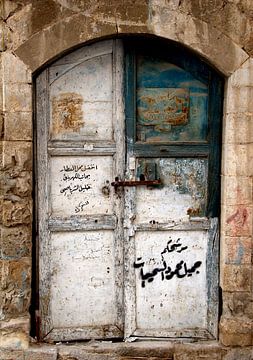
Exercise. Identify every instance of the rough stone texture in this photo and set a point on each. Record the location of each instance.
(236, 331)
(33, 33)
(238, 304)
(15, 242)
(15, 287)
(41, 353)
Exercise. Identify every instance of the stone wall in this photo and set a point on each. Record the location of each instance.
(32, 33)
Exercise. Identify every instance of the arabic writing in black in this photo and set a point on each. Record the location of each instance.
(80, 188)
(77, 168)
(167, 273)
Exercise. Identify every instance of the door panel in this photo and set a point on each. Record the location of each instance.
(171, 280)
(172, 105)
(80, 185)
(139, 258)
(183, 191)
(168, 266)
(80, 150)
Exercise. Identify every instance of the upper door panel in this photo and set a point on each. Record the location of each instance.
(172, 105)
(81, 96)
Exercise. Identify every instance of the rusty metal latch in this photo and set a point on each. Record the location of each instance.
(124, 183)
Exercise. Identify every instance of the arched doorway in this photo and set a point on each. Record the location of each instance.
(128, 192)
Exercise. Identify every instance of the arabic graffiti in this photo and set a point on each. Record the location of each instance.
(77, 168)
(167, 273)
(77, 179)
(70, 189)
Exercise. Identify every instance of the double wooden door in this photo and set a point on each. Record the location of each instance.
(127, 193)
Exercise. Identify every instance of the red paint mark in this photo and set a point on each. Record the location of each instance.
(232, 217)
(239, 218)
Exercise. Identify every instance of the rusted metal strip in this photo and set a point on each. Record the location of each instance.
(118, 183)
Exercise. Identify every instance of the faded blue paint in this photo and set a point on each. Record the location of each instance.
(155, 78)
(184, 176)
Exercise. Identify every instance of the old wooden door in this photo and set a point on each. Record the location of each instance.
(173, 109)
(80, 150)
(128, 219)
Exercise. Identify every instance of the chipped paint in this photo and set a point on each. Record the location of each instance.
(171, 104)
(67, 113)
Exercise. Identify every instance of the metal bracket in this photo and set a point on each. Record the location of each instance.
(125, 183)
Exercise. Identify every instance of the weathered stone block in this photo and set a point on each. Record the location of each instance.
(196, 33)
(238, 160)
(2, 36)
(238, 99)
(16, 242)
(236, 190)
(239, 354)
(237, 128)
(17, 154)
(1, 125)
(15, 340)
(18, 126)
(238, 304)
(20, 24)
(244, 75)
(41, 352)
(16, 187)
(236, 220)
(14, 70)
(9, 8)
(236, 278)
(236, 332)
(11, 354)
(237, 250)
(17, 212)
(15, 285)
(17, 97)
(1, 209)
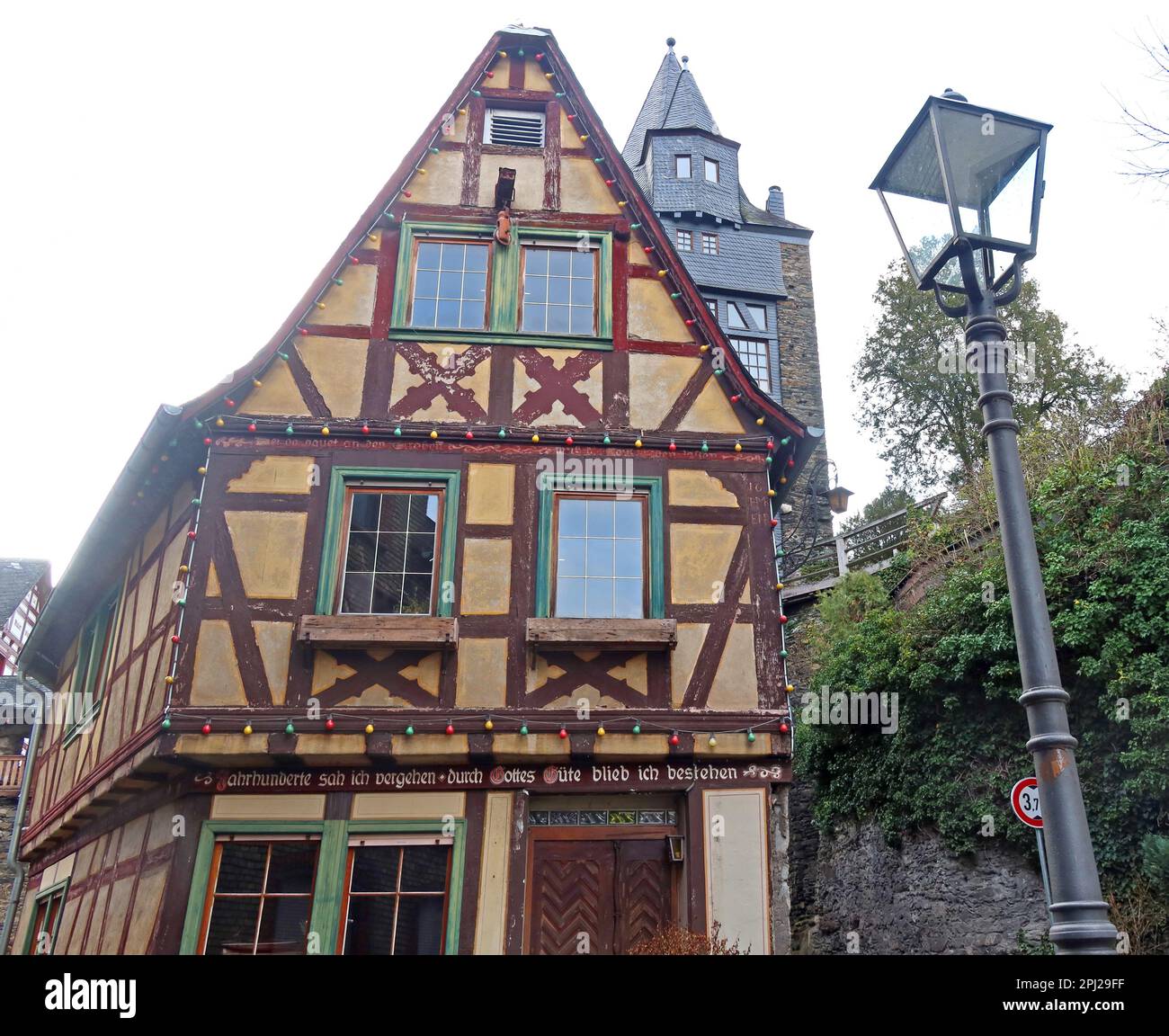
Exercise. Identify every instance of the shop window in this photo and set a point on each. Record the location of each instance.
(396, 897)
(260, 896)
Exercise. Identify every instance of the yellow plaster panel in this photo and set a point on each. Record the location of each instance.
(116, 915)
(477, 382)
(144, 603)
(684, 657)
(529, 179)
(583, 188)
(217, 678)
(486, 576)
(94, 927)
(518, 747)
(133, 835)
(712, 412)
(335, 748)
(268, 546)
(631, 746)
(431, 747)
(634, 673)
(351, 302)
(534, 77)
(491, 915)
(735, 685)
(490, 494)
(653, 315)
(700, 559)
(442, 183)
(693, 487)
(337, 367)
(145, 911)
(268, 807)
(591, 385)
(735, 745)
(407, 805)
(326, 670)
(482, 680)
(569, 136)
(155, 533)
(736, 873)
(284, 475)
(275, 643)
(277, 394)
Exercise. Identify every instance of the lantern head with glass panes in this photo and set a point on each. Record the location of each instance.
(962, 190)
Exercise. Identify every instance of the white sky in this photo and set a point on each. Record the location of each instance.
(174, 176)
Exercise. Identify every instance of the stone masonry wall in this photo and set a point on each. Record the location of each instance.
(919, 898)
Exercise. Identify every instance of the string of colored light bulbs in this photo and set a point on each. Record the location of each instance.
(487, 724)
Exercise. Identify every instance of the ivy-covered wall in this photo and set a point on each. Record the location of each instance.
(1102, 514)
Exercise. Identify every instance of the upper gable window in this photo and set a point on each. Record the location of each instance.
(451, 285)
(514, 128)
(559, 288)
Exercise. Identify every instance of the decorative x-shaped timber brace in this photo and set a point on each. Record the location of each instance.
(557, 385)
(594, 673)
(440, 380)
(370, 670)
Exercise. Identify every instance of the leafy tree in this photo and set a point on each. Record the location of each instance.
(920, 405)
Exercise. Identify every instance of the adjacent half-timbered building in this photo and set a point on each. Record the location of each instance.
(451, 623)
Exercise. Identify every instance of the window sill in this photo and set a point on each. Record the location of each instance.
*-*-*
Reproduce the data from the line containing "Exercise. Identify every instance of the string" through the end of the data, inclusive, swapping "leafy tree" for "shade tree" and keeping everything else the same.

Exercise. Identify every instance of the string of colored light bulbs in this photo and set a point on each. Record the location of each instance.
(487, 724)
Exercise. Identify every instance of the ivy-covered wall in this photo and set a point on each. Record the location of each instance.
(1102, 514)
Exercise. Identify every instance of the upper gable window in this photo and set a point on each. Record the location of each instance.
(451, 285)
(514, 128)
(559, 288)
Exercise. Identify every instance of the decorative x-shaped timber brace in this photo and set a point on each. Record the location of each instance.
(557, 385)
(594, 673)
(440, 380)
(370, 670)
Exercise. Identify every instance of the shade tree in this photo and set a point on each. Record the location of each instance.
(920, 405)
Exercise. Identify every instance of the adjacent half-timbered building in this photo and set a point on each. Record the location of each instance.
(451, 623)
Exercise. Identify every instance of the window sill in this photo and set a point on each. Record the location of each instance.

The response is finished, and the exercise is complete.